**EXCERPT TO READ:**
Lake Tacoma: 38 S, 291 E
A deep mountain lake 160 km long in central Themis, nestled between the Latta Mts (the southeast arm of the Shulamite Range), Tacoma Corona, and the tall Semiramis Range. One of a chain of six great lakes winding 1600 km through the mountain chasmas of central Themis, called the High Lakes. The region is hot and rainy, though being an upland somewhat sheltered by mountains, it's less steamy and stormy than the Themis lowlands--but that just means six meters of rain a year instead of 12.
Cape Tahia: 42 N, 75 E
A broad, low peninsula 250 km wide and long forming northwest Tellus. The cape's smothered in Megazoic rainforest, with taller trees than the Amazon or the redwoods. Most of Tellus is tessera, convolutions like a huge brain--but Cape Tahia is relatively gentle. To the west are Kylli and Cape Welcome; to the east, cliffwalled Lake Eliot.
TAHMINA SEA: 30 S, 70 E
A large sea, about twelve million square km, between East Lada, Aphrodite, and eastern Alpha. Its northern shores are mild, warm, mixed country; the southern, hot, humid rainforest.
Tai-Shan Hills: 30 S, 95
A corona near Cape Juno, on Aphrodite, forming a circular range of hills straddling Juno Chasma, which runs past Tai Shan into the sea, forming twin points with a deep sound between: a classic flooded chasma. Offshore is Juno Island. The whole region is gentle, with a mild marine tropical climate--rainforests on the hills and open woods on the many plains. Coral reefs line most of the shores and islands, including the Emilias.
The Tail Islands: 55 N, 210 E
Slang name for the islands in the Atalanta and Kabel Seas, off Ulfrun, the "scorpion's tail". The largest by far is Bathkol; see also the Virilis Islands, Atira, the Akuanda Islands, and the Surupas. The islands are like Great Britain in size, latitude, rainfall, and gentle terrain, but they're more scattered--and much hotter.
Takusmana: 20 S, 345 E
Takusmana is a low island 60 km wide in the Lavinia Sea northwest of Alpha. It's a small but pleasant subtropical islet with palm beaches and savanna inland. Takusmana's a link on the flyway from Alpha to Venus's Western Hemisphere, indeed the only nonpolar route; to the east, toward Alpha, is Tey, then the Tumas Islands; the next stop west is Qetesh Hole, shaped like a huge Terran atoll, with arcuate islets flanking a deep blue lagoon, and then gentle Menat, a wooded wedge 400 km wide.

**TASK OBJECTIVE:** Resume the Venus gazetteer after its final entry, adding further place entries in the same style.

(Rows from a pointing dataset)
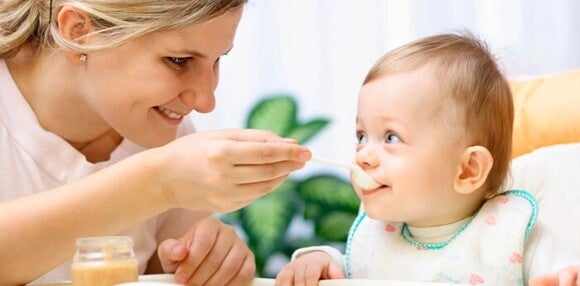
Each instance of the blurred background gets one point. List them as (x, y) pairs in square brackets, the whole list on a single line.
[(320, 50)]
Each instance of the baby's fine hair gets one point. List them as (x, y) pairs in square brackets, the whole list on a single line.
[(33, 22), (467, 71)]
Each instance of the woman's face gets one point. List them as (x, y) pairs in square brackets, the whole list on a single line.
[(143, 89), (410, 139)]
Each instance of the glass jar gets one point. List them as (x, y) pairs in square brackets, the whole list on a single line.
[(104, 261)]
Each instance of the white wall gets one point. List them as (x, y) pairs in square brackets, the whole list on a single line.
[(320, 50)]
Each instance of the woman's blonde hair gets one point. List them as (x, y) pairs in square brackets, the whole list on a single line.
[(468, 72), (33, 22)]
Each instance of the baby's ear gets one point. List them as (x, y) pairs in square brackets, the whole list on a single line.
[(475, 165)]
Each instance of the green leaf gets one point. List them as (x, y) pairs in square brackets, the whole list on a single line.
[(329, 191), (266, 220), (304, 132), (334, 226), (275, 113)]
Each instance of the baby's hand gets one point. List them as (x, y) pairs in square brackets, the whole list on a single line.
[(566, 277), (308, 268)]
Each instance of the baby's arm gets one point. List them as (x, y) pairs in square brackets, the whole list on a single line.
[(550, 261), (309, 265), (566, 277)]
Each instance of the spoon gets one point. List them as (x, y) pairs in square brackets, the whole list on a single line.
[(359, 176)]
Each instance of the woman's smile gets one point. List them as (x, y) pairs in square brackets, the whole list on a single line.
[(170, 116)]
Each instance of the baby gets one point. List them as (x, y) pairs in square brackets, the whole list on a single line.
[(434, 128)]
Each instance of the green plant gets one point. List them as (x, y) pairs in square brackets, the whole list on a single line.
[(325, 202)]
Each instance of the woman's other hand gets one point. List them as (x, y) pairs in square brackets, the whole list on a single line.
[(210, 253)]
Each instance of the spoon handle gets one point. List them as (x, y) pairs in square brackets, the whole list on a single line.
[(332, 163)]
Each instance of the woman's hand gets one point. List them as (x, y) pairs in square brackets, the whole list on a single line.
[(222, 171), (209, 254)]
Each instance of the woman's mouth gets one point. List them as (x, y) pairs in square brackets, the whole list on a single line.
[(168, 113), (370, 192)]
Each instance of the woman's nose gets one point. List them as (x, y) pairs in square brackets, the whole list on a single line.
[(199, 94)]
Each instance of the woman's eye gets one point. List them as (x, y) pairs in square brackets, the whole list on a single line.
[(181, 62), (392, 138)]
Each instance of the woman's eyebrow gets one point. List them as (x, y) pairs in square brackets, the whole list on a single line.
[(199, 54)]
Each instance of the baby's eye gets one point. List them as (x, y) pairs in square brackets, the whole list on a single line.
[(392, 138), (177, 61), (361, 138)]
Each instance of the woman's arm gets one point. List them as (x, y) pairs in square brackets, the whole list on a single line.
[(39, 231), (212, 171)]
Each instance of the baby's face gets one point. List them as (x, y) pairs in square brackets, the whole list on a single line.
[(410, 138)]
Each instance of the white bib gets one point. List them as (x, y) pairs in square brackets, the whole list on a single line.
[(487, 250)]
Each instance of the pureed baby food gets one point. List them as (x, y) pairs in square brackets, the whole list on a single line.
[(104, 261)]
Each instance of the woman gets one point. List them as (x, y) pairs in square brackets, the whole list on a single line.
[(93, 95)]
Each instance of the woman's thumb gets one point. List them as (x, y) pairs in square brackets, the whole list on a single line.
[(171, 252)]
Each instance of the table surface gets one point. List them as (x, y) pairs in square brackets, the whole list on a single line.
[(167, 279)]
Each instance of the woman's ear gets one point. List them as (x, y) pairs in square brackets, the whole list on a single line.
[(74, 25), (476, 164)]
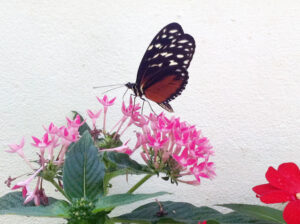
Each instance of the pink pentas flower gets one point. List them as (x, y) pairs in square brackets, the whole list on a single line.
[(94, 116), (32, 195), (68, 135), (202, 222), (76, 123), (106, 102), (184, 159), (204, 169), (43, 143), (24, 184), (163, 140), (157, 141), (123, 149), (52, 129), (17, 148), (130, 109)]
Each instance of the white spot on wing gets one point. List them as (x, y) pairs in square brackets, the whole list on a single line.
[(182, 41), (172, 62), (155, 56), (173, 31)]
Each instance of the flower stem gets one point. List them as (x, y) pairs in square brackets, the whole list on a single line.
[(60, 189), (138, 184)]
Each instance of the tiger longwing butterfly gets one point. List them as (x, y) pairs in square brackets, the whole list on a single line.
[(162, 74)]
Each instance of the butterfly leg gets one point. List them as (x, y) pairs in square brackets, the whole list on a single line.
[(149, 105), (133, 102), (125, 94), (143, 107)]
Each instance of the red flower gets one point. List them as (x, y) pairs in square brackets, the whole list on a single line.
[(283, 186)]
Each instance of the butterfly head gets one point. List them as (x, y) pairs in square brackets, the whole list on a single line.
[(134, 88)]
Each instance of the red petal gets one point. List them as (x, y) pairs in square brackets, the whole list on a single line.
[(291, 212), (277, 180), (291, 172)]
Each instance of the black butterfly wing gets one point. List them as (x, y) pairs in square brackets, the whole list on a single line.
[(166, 59)]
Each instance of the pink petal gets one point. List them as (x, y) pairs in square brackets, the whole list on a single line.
[(291, 212)]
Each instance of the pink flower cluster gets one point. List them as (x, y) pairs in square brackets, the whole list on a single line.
[(168, 143), (164, 140), (168, 146), (54, 137)]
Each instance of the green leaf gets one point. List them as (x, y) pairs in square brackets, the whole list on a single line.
[(257, 212), (120, 164), (13, 204), (108, 202), (175, 212), (83, 127), (116, 161), (83, 173)]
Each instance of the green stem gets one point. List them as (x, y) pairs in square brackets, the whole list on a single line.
[(60, 189), (138, 184)]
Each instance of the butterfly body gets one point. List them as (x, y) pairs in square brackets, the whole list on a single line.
[(162, 74)]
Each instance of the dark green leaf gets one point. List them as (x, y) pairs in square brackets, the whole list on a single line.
[(116, 161), (83, 127), (115, 200), (13, 204), (175, 212), (257, 212), (83, 173), (120, 164)]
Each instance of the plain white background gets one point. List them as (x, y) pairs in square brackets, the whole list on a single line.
[(243, 91)]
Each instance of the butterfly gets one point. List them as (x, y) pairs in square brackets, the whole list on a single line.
[(162, 74)]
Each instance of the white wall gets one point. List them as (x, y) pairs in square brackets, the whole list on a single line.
[(243, 90)]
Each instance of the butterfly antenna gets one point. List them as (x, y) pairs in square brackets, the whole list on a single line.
[(113, 89), (96, 87)]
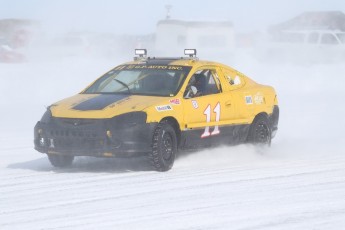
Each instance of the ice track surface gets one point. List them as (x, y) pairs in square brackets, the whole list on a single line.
[(298, 183)]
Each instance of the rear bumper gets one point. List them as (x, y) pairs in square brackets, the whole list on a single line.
[(95, 138)]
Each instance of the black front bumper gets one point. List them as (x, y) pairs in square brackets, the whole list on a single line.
[(93, 137)]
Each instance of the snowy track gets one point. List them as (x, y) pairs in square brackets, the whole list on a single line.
[(299, 183)]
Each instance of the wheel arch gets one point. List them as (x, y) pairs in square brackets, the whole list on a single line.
[(174, 123)]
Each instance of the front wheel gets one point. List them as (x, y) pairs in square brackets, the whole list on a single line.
[(260, 132), (60, 161), (164, 147)]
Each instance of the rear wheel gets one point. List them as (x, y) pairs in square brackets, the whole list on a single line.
[(260, 132), (164, 147), (60, 161)]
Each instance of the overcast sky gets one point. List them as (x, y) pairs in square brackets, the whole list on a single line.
[(140, 17)]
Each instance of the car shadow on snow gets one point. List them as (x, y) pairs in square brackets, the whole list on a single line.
[(88, 164)]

**RESPONSE TO THIS EXERCISE:**
Cape Tamfana: 38 S, 3 E
The eastern half of Carpo, one of the larger Alpha Islands. Tamfana Corona creates a long cape, nearly half of the island; locals call the mainland "Cape Carpo", insisting they're the tail that wags the dog. The land is carpeted in Megazoic rainforest.
Cape Tamiyo: 33 S, 295-300 E
A cape paralleling Themis's north shore for 400 km. The sound between cape and mainland is Tamiyo Bay. Tamiyo is fertile and wooded, but not Amazonian like the mainland to the south, since (unlike most of Themis), the rains here are generous but not overwhelming. North of Tamiyo is Justitia Island, a fan of lava from the volcano at its northern tip, Justitia Tholus. Justitia's the flyway to the continent of Phoebe. South of Tamiyo Bay are the long Semiramus Mt.s and the Ukemochi Plateau. To the east is smaller Tunehakwa Bay.
TARANGA: 16 N, 250 E
The Taranga Peninsula, 1000 km long, extends from Asteria (western Beta) west along Hecate Chasma. Its climate is mild, with savanna and mixed woods in the lowlands, conifer forests along its mountainous spine. Its topography is not mild. The end of the peninsula, huge Taranga Corona, forms a rugged near-island 500 km long and 300 wide, with coastal ridges around a prairie basin with an inland sea 150 km long, Lake Taranga. North and west, the coastal mountains drop sheer into the Ul'yana Gulf, and this outer slope harbors pocket rainforests; the inland, downwind face has pocket deserts. West, across Taranga Channel, the Wyrd Mtns rise from the sea--they're linked to Aphrodite by a land-bridge over 1000 km long. Southwest, across Beecher Sound (named for a crater, long drowned, honoring Harriet Beecher Stowe) is the gentle Isle of Prthivi. Far to the east, from the base of the peninsula, a second smaller cape thrusts south into the Hecate Sea: Cape Sinlaku, a hilly oval corona with wooded heights dropping to a warm sea--a bit like the French Riviera.
Mt Tarbell: 60 S, 350 E
The highest peak in northern West Lada. Mt Tarbell is near the shore of Nike Bay on the Lavinia Sea, northwest of Lake Alcott. Tarbell is outside the torrid zone but catches so much rain it's mantled in temperate rainforest, and its rainshadow downwind keeps the cliffs of Alcott Crater and the beaches of the sunken lake sunnier and drier than surrounding regions.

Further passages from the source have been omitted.